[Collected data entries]

━━━

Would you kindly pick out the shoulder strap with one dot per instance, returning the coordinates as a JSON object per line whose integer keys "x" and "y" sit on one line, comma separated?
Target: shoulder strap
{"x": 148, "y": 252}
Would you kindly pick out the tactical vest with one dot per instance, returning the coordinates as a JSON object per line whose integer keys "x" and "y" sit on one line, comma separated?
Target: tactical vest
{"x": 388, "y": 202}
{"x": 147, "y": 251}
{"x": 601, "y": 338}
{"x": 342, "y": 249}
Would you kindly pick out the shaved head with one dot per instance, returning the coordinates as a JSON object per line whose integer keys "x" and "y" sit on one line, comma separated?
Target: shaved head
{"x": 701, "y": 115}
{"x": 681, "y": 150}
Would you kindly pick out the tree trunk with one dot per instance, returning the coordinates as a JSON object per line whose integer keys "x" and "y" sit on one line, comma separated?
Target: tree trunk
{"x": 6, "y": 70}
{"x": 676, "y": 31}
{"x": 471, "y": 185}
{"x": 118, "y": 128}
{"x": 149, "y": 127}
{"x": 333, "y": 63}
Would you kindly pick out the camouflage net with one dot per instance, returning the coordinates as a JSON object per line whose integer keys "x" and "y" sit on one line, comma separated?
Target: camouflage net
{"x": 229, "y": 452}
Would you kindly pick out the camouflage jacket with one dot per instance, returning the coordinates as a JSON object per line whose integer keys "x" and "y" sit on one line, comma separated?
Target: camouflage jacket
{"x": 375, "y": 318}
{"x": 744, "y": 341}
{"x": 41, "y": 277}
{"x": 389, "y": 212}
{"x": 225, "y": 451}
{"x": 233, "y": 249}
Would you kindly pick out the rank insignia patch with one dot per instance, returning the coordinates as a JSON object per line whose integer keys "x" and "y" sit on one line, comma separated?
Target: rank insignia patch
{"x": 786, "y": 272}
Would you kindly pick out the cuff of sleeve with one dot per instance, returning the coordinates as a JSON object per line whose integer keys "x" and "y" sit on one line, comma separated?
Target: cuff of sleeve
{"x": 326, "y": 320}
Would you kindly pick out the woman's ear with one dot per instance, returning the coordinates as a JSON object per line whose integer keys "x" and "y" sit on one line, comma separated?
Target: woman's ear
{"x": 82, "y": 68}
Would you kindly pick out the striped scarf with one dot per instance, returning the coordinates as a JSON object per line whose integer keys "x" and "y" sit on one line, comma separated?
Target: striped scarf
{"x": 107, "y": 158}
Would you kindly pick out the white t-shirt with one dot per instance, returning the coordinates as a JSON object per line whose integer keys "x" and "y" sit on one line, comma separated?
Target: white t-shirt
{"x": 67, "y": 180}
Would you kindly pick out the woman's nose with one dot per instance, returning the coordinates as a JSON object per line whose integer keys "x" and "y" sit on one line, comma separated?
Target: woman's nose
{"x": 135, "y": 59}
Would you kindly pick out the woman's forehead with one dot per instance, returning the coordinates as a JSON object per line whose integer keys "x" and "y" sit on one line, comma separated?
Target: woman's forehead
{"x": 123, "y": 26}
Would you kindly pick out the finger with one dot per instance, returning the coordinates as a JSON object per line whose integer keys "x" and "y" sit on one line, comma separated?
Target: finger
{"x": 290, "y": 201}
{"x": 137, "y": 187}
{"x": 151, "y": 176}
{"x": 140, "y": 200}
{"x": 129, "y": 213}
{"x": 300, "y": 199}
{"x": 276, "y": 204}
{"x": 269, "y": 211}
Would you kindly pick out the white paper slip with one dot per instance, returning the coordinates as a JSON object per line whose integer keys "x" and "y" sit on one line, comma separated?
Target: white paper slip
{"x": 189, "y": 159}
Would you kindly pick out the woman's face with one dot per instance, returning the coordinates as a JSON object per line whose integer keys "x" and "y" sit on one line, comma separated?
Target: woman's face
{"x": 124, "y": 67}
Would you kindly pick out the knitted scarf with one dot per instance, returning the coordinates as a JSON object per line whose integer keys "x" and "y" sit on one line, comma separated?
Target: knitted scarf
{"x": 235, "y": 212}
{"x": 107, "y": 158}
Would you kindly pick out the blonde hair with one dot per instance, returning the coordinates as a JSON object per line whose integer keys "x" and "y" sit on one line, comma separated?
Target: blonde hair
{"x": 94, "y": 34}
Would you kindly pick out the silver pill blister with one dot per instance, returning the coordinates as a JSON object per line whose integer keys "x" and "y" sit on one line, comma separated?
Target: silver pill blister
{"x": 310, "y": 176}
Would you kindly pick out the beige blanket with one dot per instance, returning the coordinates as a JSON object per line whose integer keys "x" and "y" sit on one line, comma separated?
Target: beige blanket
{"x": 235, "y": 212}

━━━

Exercise details: Print, without alteration, only the lines above between the one holding "Target: camouflage net" and the one holding "Would you kindly pick out the rank", inclusive.

Answer to this task:
Target: camouflage net
{"x": 229, "y": 452}
Would you kindly pick out the camouflage jacket with one dot per instance, returning the coordinates as a JSON object per line whose integer keys "x" and "y" sit on one line, comma separated?
Target: camouflage jacket
{"x": 375, "y": 318}
{"x": 744, "y": 341}
{"x": 41, "y": 277}
{"x": 389, "y": 212}
{"x": 225, "y": 451}
{"x": 233, "y": 249}
Would you kindly pick out the rank insignia patch with one dot per instance, returning the coordinates as a JSON object per line whose integer keys "x" and "y" sit on one line, comma separated?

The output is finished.